> _REQUIREMENTS_
1) List every game title named in the review of the Lord of Hatred expansion below.
2) Write the next part of the review of the Lord of Hatred expansion below, beginning after its final sentence.

This launched on Monday, 7PM EST, and at 6:55PM EST, you needed to download 142Gb of patch wonder. The servers naturally melted, with 120minute queues, but this is frankly expected. Curious how this fits in the larger landscape of ARPGs… Anyhow, to the meat of it.
Lord of Hatred caps the story of Diablo 4 – I say that as the last cinematic has no cliffhanger, so what you see here is effectively all you’re gonna get until (if?) Diablo 5 comes around in 10 years, give or take. No meaningful spoilers here, the story hits the beats Blizzard tends to hit, and I’d argue it’s a full-circle type of bit at the end. I did enjoy the mechanics of a few of the bosses, including the last one. You’ll see that once, and if you only play the new campaign, you should end up near level 45 or so when done. Then you’re unlikely to replay the campaign again, which is frankly unfortunate as Blizzard has some really decent cutscenes here that should be seen more than once.
Mechanically there are quite a few changes here, some good, some questionable.
- Skill trees have removed all passive benefits and added more ranks to skills as a result. e.g. no longer +to armor from a selection, but instead you get armor if you use a particular skill. This is pretty much a nerf all around, shifting the benefits to the Paragon system.

> _DATASET SECTION_
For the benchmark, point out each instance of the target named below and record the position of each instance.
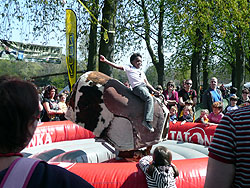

> _ANSWERS TO THE PROBLEMS_
1) Lord of Hatred, Diablo 4, Diablo 5

2)
- Legendaries don’t have fixed stat pools, but are as random as any other piece. Related, you can upgrade rare/magic items to legendary. This is mixed. The upper stats of a character are now higher, but it also means that farming legendaries is much less meaningful as in most cases the stat rolls are not what you want. This will extend the loot grind further. I expect the math here to be tweaked based on data.
- +dmg has been shifted to %multipliers instead. This raises the overall stats of characters, but will take a bit to math out.
- Talisman sets are powerful. The stats themselves are random but the set boosts are not. I have not seen build-defining set boosts yet, though I gather they are somewhere.
- There are 12 Torment levels now, which means there’s very little difference between them and you’re unlikely to know which one you should be in. D3 had this issue, but D4 is mostly a solo affair so not really sure it matters much.
- The Horadric Cube works generally like you’d expect. Put 3 of something to get 1 of another. These are all functions the Occulist should’ve had, very strange.
- There’s a mechanic that remains from the pre-LoH that is explicitly removed in the main storyline. Still confused about this.
- War Plans … more in a bit.
- Much too early to talk about class balance.
- Still no reason to be in a guild other than a chat channel, which is a good reason to be in a guild.
The net result of these mechanical/stat/drop changes means it will take you forever to gear up as compared to what was there before, and that the majority of your legendary gear will be acquired through crafting rather than drops. Point of fact, that’s about the only way you’re going to get the necessary aspects to have a functional build.
War Plans
I think this particular item deserves a considerable amount of discussion. Mechanically, War Plans are a randomized list of activities that you perform in a certain order, which has a semi-meta set of boosts and a chest of rewards at the end. If you don’t like the set of events you can re-roll them, up to a certain limit.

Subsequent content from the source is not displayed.